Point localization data
◇ ◇ ◇ ◇

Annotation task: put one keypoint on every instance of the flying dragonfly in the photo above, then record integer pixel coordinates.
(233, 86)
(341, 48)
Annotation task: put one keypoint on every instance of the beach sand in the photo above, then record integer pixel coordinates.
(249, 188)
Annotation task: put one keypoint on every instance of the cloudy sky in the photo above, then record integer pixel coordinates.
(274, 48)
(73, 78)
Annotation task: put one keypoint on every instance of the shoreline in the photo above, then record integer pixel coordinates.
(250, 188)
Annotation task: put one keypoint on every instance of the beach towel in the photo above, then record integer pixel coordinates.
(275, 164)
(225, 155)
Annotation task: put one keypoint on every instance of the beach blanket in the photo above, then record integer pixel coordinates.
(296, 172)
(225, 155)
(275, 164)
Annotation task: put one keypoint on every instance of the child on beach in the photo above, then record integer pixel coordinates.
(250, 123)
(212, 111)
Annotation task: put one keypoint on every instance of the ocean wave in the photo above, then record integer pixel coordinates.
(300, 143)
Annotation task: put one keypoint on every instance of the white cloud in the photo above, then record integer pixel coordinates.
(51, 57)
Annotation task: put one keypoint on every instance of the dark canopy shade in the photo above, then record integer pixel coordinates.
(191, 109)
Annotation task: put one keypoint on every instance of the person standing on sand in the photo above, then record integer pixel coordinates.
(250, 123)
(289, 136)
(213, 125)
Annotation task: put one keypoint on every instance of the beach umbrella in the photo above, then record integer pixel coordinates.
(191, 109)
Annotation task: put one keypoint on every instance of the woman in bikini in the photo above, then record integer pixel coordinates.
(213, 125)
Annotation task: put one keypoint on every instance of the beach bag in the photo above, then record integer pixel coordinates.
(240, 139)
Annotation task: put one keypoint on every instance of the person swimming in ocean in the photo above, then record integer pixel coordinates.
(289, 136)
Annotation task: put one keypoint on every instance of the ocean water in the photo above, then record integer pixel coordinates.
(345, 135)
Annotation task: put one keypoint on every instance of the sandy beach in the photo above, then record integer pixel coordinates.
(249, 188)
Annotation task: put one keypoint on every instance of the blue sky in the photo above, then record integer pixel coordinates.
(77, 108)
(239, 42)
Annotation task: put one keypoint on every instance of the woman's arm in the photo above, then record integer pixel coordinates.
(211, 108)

◇ ◇ ◇ ◇

> What the task asks
Write out every record again, exactly as it was written.

> Task result
Annotation task: put one keypoint on every instance of the flying dragonfly in the photo above, then record integer pixel coordinates.
(233, 86)
(341, 48)
Annotation task: put one keypoint on every instance of the beach sand in the photo above, then record integer pixel coordinates.
(249, 188)
Annotation task: put one keypoint on every instance of the cloudy sky in the photo above, then record integer pixel coordinates.
(274, 48)
(73, 78)
Annotation task: put one keypoint on every instance of the shoreline in the photo above, then record integer pixel coordinates.
(250, 188)
Annotation task: put one keypoint on every instance of the beach towel in the photo above, then record integer pixel coordinates.
(275, 164)
(225, 155)
Annotation task: put one keypoint on every instance of the beach blanket in the photo above, then record integer pixel coordinates.
(296, 172)
(225, 155)
(275, 164)
Annotation task: put one keypoint on every instance of the child on beach in the photo above, then record integer pixel coordinates.
(250, 123)
(212, 111)
Annotation task: put one keypoint on every instance of the ocean wave in the photo above, then record integer pixel coordinates.
(300, 143)
Annotation task: put one keypoint on every instance of the white cloud in the photo above, then record integer pixel coordinates.
(51, 57)
Annotation task: put one keypoint on every instance of the dark canopy shade in the photo above, then record integer pixel coordinates.
(191, 109)
Annotation task: put one keypoint on every instance of the person standing on sand in the photo above, then record integer pixel coordinates.
(250, 123)
(289, 136)
(213, 125)
Annotation task: put one keypoint on every instance of the beach umbrella in the photo above, then record integer pixel coordinates.
(191, 109)
Annotation task: put one keypoint on every instance of the woman in bikini in the photo above, then record integer pixel coordinates.
(213, 125)
Annotation task: put one keypoint on every instance of the beach bag in the photo above, then record integer pixel coordinates.
(240, 139)
Annotation task: put one keypoint on every instance of the person swimming in ocean in the photo above, then record integer pixel coordinates.
(289, 136)
Annotation task: put one keypoint on every instance of the ocean water in the photo above, then record integer pixel coordinates.
(345, 135)
Annotation task: put one keypoint on every instance of the sandy beach in the photo above, then record integer pixel coordinates.
(249, 188)
Annotation task: put one keypoint on every instance of the blue sky in the photo above, then record integer pixel coordinates.
(77, 108)
(239, 42)
Annotation task: put one keypoint on every instance of the woman's arm in the photo above, then record integer pixel coordinates.
(211, 108)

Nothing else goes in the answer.